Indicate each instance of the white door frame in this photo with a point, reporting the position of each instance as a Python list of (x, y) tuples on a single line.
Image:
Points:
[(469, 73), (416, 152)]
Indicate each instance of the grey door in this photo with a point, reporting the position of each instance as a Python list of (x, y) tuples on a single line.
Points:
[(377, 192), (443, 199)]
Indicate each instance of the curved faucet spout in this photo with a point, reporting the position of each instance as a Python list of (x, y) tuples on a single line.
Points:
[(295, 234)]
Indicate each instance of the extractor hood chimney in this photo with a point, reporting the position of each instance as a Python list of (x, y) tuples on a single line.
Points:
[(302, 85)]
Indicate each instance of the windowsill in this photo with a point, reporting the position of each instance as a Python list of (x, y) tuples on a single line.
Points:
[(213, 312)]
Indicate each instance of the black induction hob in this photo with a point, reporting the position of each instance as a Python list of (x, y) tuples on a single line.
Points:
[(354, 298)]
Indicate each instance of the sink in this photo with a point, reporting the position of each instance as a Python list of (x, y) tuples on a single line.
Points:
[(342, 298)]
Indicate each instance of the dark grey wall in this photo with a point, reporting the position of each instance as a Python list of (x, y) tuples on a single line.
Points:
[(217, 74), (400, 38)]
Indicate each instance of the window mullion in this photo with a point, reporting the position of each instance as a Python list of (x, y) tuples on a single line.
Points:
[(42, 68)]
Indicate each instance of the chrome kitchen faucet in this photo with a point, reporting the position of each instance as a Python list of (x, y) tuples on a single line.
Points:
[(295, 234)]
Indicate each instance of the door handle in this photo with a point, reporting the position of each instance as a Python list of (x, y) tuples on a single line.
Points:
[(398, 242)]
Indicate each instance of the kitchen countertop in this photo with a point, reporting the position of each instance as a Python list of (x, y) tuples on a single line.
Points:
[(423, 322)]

■ ■ ■ ■

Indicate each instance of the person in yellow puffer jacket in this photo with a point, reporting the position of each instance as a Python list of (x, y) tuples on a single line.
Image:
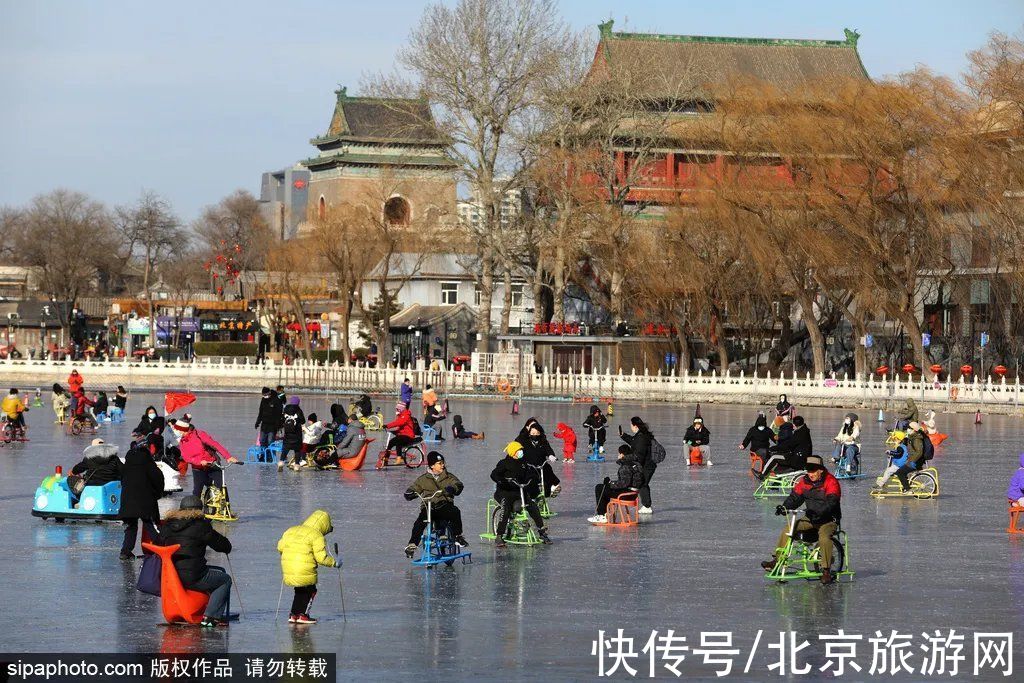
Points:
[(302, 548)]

■ ■ ■ ■

> _EXERCISE INSTRUCTIONS_
Lines holding "grey": copy each one from the records above.

> _TASK OUTPUT_
Indicate each instance of the grey door in this photo with a point, reporting the position of each instance as a Python list of (x, y) tuples on a single line.
Indicate each instance of the dark grey wall in this photo with a point, reporting the position of each instance as a Python list of (x, y) tuples on a single line.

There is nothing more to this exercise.